BEGIN Supplied records

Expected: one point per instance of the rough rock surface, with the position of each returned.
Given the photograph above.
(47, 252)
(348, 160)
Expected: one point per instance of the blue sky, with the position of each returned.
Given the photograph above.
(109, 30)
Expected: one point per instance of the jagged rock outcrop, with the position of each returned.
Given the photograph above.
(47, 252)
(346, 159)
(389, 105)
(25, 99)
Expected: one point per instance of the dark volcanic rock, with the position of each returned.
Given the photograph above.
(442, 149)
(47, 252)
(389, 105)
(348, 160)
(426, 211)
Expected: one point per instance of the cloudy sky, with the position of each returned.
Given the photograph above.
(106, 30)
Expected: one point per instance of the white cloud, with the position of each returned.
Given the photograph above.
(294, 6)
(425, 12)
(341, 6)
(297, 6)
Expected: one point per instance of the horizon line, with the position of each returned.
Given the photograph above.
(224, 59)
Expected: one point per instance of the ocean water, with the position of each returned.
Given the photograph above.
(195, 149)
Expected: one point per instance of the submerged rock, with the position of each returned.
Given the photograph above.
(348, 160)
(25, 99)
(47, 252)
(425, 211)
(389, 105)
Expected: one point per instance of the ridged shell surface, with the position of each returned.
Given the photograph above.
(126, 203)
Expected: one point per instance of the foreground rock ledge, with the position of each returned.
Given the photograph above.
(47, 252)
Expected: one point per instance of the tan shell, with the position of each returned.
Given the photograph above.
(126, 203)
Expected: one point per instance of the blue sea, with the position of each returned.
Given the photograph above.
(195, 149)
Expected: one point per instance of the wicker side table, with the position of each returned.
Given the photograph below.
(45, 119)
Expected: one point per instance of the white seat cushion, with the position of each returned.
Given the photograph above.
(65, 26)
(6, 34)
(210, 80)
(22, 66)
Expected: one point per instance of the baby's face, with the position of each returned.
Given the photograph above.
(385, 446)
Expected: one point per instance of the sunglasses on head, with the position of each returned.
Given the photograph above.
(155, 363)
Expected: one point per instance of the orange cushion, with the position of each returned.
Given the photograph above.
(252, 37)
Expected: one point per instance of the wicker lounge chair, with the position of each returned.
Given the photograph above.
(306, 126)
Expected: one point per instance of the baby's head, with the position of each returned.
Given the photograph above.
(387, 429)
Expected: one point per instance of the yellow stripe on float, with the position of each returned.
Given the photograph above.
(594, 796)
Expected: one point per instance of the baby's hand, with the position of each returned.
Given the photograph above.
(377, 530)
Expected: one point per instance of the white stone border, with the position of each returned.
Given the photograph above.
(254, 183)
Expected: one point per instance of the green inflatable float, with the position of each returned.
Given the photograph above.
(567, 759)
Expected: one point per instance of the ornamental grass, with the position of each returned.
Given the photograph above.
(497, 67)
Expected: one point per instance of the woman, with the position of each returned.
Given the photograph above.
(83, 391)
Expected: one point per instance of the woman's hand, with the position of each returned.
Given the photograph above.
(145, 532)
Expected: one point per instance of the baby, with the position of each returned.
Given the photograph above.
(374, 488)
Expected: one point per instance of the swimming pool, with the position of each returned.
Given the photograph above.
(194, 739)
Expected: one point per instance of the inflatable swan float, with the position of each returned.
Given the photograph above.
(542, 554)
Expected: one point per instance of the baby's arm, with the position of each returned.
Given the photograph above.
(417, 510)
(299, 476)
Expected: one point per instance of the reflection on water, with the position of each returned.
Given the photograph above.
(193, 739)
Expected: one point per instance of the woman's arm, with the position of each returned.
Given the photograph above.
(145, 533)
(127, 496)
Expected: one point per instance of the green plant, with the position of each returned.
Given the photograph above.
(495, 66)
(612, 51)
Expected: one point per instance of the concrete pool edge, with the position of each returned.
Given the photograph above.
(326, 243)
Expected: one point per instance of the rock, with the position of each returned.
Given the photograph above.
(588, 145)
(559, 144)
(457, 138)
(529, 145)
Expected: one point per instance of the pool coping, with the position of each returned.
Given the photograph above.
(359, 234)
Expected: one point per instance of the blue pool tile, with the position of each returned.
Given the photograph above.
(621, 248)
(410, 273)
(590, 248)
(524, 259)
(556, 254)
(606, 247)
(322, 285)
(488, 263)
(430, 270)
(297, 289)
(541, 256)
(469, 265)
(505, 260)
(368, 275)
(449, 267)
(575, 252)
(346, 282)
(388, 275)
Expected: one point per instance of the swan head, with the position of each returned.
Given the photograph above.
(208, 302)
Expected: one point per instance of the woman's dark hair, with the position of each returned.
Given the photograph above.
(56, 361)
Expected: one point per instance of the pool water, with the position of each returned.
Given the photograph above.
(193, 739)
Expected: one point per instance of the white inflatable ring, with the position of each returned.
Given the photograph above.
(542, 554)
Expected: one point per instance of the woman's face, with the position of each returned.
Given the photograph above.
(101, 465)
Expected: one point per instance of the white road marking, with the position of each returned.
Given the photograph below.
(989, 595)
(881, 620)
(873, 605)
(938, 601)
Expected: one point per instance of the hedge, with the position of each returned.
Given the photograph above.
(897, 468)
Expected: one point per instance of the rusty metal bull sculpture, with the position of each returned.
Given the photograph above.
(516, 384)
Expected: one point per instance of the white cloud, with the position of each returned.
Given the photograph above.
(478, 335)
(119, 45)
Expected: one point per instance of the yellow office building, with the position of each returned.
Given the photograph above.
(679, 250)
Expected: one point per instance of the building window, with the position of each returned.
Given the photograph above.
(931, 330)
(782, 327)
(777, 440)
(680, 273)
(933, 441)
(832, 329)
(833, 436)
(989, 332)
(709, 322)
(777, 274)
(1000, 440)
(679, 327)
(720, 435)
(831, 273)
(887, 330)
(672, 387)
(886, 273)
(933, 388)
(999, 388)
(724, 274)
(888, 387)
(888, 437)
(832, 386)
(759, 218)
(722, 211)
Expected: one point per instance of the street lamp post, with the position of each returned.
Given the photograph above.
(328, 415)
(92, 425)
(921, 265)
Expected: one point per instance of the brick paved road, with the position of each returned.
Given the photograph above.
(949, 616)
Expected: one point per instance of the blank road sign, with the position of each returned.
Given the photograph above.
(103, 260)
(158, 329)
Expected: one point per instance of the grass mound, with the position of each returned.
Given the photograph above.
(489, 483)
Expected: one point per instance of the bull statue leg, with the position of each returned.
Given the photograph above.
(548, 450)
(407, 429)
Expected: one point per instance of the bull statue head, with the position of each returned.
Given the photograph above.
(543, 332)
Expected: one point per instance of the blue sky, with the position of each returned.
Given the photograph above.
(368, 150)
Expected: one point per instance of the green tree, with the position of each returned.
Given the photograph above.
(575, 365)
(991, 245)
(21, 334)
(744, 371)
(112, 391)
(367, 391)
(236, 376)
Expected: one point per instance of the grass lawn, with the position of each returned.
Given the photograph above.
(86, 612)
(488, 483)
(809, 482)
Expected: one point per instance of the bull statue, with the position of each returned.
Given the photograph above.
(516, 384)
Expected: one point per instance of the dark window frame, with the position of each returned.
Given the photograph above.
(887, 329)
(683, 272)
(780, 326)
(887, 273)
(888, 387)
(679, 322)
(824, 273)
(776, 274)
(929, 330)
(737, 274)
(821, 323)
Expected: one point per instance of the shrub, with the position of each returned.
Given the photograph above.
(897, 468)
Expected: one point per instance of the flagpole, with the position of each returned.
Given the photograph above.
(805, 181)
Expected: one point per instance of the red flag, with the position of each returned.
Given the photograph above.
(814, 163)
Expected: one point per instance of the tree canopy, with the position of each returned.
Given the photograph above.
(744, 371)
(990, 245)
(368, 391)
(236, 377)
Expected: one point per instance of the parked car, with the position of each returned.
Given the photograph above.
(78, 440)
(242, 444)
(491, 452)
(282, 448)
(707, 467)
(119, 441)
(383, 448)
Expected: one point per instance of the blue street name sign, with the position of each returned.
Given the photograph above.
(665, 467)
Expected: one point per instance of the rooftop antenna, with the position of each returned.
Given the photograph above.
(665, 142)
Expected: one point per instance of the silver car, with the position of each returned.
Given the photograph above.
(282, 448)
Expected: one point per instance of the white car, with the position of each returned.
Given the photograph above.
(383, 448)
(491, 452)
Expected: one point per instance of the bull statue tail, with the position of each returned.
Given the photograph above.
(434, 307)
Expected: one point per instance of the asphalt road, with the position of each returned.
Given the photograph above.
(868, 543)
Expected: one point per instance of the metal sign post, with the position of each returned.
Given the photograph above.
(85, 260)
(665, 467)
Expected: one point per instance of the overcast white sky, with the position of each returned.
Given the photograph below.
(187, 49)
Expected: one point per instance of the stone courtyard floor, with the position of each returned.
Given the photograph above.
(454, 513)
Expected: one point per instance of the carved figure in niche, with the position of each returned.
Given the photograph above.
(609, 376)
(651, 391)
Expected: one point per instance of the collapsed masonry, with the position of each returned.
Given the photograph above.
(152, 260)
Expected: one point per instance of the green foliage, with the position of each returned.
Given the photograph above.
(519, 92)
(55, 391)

END Supplied records

Identify the lines of the entries containing the string "road". Copy each such line.

Expected: one point per instance of the white road marking, with the position of each returned.
Expected: one point per instance of the brick paved road, with the position of each returned.
Expected: one point per instance of the blank road sign, with the position of each returned.
Expected: one point per instance of the asphalt road, with the position of each returned.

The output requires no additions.